Please state how many lines in the records that follow include "positive", with no other output.

[Stored data]
········

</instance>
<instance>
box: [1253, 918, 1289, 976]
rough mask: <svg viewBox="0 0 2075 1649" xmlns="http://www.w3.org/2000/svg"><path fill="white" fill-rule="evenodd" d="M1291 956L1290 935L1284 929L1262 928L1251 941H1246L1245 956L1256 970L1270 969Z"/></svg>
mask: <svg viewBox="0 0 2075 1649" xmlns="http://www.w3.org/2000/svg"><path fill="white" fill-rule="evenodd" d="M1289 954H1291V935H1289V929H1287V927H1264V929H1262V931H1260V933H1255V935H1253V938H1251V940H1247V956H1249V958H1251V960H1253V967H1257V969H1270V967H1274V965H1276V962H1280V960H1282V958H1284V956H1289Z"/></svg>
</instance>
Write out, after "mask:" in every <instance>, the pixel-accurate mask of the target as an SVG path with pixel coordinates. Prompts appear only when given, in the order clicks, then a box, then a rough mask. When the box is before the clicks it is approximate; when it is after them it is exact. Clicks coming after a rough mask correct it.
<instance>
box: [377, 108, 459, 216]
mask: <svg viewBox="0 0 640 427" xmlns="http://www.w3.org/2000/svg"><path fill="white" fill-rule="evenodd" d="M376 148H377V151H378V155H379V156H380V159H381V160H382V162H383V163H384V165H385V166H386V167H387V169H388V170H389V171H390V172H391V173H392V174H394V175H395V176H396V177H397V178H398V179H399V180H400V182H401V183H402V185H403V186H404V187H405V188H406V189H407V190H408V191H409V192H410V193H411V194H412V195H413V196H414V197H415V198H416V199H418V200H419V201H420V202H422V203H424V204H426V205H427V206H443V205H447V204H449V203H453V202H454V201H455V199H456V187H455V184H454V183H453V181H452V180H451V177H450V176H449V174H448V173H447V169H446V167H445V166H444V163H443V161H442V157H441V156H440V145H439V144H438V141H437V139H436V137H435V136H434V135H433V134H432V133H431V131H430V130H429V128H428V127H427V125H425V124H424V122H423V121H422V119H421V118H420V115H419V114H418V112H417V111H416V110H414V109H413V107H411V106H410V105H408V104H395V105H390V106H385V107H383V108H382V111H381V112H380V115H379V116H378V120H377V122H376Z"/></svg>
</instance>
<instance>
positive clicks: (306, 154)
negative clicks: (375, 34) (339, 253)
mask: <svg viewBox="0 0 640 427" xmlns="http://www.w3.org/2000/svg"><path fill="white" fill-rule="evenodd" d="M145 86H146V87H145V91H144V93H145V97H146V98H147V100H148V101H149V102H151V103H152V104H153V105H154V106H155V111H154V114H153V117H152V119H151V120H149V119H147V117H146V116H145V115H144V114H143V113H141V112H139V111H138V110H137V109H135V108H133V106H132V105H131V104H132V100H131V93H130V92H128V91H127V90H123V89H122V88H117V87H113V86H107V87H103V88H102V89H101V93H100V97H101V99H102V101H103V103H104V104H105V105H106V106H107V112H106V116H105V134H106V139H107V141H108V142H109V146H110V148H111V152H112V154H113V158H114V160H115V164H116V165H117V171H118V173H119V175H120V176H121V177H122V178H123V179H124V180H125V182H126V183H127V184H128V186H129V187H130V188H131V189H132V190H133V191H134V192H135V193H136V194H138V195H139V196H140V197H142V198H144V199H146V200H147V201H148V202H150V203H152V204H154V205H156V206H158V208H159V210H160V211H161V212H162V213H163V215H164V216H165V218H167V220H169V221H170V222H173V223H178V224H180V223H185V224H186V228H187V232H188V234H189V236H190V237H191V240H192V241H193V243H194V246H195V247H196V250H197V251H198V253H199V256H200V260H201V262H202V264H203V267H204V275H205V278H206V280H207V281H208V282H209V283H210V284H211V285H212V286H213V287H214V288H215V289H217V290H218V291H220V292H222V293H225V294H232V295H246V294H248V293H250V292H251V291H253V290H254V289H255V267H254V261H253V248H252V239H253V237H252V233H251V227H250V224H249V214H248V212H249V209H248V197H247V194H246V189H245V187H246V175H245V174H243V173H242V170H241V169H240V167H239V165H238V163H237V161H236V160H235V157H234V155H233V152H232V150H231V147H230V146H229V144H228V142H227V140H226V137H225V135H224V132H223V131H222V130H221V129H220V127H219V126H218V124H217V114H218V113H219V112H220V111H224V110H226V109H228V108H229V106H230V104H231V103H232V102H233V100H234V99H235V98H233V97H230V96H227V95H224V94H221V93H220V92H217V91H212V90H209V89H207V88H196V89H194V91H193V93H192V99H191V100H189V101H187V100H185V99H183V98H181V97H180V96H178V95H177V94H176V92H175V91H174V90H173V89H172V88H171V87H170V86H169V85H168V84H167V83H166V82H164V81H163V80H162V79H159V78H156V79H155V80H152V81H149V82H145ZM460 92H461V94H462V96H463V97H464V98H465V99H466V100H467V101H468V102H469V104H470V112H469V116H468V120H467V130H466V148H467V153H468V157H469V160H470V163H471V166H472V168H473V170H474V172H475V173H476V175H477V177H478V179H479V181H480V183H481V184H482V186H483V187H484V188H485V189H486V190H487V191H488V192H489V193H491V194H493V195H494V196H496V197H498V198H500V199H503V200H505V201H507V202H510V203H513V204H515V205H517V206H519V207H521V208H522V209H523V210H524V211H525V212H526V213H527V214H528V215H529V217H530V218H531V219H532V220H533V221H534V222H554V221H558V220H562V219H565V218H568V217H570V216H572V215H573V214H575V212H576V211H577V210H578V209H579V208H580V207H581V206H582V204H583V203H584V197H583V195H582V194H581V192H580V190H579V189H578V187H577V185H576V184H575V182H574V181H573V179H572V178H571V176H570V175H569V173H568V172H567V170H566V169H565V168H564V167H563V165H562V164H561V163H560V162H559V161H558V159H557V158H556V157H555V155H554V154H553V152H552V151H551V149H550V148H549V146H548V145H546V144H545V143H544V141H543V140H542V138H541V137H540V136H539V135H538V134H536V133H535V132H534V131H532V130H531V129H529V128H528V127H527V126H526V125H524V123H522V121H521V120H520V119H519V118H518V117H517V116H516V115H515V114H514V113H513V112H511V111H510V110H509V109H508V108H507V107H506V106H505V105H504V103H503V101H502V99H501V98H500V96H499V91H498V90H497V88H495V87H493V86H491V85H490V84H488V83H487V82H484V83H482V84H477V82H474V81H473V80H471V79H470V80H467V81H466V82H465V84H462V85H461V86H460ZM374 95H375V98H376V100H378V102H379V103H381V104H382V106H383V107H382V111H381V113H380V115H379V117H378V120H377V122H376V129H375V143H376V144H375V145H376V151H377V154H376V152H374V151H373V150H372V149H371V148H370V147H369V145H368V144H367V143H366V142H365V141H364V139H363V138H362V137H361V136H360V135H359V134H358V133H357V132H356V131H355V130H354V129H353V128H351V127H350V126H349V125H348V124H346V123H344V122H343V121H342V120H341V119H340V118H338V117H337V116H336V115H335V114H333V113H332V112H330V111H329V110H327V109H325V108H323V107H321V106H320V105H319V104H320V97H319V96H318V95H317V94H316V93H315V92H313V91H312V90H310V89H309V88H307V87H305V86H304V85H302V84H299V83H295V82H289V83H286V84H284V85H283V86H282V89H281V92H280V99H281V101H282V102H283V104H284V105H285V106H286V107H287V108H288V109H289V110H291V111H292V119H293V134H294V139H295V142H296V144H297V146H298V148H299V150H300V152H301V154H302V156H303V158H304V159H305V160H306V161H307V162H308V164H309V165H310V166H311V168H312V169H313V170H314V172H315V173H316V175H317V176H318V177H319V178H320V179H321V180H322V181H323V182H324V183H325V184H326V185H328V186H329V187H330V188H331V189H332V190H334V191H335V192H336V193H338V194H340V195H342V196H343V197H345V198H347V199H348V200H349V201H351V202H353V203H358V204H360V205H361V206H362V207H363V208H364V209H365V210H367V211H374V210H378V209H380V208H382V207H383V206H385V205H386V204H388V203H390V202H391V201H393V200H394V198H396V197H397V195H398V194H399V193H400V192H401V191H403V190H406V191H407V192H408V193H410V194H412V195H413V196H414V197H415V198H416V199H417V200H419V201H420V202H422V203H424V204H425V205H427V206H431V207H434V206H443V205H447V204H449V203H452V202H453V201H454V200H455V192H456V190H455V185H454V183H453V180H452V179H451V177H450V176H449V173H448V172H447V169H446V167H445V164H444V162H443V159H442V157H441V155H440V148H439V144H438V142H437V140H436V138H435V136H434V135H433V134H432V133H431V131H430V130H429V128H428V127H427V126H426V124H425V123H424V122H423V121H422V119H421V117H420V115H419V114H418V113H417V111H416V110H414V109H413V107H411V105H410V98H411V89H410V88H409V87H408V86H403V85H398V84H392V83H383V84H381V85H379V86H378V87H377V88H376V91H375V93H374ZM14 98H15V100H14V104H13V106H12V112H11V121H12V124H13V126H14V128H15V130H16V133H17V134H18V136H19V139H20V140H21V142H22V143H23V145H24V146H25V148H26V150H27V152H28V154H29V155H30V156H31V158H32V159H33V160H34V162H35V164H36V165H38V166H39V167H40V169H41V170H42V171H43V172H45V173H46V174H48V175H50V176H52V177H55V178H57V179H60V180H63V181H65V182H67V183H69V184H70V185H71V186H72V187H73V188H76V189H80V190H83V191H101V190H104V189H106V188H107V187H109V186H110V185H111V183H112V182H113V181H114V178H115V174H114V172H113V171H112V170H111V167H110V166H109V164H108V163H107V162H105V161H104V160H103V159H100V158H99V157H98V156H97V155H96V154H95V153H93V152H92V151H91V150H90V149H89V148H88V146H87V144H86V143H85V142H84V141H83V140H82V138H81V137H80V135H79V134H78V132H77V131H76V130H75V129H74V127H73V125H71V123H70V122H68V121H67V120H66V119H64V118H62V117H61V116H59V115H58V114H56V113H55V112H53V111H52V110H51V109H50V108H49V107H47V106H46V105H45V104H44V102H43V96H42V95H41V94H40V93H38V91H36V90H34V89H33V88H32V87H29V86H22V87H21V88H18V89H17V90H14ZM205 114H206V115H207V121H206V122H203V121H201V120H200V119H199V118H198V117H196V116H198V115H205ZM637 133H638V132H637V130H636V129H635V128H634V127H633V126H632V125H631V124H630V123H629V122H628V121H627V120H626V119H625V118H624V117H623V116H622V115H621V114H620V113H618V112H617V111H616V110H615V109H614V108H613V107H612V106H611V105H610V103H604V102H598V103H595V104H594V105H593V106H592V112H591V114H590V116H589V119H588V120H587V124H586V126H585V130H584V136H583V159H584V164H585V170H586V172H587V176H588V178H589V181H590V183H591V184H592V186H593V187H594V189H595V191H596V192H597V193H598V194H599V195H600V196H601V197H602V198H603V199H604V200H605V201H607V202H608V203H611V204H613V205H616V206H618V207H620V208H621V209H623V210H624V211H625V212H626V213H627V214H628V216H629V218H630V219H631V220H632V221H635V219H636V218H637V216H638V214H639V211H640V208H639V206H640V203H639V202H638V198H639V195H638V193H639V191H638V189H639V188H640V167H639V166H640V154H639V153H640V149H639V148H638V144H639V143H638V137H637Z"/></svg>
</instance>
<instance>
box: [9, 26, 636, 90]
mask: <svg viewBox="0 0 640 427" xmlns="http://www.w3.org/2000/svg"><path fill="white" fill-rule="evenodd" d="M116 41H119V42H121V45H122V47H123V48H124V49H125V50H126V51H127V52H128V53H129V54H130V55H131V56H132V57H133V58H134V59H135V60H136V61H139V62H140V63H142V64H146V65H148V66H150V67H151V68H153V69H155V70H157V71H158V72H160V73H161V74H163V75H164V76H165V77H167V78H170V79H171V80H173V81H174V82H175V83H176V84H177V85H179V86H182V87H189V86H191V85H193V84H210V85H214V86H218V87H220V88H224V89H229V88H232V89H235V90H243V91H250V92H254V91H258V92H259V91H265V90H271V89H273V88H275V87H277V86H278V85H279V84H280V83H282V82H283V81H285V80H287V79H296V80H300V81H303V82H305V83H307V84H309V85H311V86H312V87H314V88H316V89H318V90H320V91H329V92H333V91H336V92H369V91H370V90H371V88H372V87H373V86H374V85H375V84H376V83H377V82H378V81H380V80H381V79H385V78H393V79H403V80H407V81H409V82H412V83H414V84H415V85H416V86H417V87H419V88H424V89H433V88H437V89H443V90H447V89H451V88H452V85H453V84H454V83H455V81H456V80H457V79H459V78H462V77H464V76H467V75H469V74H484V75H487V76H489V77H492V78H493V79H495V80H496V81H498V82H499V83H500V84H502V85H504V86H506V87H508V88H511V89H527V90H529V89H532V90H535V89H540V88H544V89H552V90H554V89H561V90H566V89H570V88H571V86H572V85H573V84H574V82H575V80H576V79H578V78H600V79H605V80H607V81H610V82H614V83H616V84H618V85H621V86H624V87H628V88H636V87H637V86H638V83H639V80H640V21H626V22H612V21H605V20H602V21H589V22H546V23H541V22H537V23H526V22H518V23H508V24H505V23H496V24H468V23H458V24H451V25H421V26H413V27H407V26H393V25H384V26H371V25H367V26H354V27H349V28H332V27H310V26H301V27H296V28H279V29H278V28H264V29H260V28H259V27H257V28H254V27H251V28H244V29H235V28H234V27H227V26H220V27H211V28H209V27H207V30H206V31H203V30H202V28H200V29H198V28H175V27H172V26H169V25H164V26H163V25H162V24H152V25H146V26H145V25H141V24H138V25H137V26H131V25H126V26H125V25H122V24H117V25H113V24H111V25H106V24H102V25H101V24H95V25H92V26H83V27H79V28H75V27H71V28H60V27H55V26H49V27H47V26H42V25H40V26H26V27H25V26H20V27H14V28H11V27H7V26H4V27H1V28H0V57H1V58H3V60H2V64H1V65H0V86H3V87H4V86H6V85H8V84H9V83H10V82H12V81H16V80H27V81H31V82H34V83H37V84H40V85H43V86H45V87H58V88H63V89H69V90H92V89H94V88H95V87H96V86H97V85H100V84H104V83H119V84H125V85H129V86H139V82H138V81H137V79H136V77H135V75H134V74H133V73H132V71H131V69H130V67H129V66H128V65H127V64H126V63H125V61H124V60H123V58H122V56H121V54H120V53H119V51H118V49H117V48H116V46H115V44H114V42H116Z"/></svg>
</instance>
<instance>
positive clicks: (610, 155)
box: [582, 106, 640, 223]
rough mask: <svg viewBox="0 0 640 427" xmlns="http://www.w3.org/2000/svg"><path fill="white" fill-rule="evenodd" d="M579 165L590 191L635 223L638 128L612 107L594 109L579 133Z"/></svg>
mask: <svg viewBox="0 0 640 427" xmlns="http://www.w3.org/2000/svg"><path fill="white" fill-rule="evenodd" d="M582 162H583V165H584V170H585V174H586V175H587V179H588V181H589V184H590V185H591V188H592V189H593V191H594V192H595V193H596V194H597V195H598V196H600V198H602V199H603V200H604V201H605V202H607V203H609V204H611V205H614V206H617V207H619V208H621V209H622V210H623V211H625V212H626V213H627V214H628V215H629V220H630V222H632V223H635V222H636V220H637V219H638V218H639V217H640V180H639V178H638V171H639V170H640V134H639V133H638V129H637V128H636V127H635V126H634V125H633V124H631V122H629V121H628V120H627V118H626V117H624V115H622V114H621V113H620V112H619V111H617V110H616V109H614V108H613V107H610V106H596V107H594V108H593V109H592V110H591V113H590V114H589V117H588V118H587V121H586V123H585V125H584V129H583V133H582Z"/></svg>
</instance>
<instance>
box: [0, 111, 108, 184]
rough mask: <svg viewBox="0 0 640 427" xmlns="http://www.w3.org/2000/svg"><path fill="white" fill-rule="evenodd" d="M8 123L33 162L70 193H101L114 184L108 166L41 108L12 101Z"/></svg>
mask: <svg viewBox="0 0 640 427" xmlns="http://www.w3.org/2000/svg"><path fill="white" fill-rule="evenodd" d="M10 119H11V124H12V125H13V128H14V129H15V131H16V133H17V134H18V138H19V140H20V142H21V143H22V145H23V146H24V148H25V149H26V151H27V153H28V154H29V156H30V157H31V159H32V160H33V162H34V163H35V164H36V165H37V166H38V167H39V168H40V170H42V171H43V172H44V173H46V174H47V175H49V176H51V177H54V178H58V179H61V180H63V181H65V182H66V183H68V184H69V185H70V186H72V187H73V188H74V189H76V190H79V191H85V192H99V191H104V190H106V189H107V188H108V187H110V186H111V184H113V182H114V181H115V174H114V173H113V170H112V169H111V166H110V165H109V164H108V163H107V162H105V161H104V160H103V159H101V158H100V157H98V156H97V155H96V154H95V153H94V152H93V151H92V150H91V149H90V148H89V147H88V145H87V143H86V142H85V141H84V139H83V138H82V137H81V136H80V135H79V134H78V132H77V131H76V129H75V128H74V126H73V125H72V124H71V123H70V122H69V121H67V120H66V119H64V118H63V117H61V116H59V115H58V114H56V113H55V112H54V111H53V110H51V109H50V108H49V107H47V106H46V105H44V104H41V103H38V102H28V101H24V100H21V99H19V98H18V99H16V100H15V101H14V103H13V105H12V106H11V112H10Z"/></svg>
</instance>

········

ANSWER BOX: 2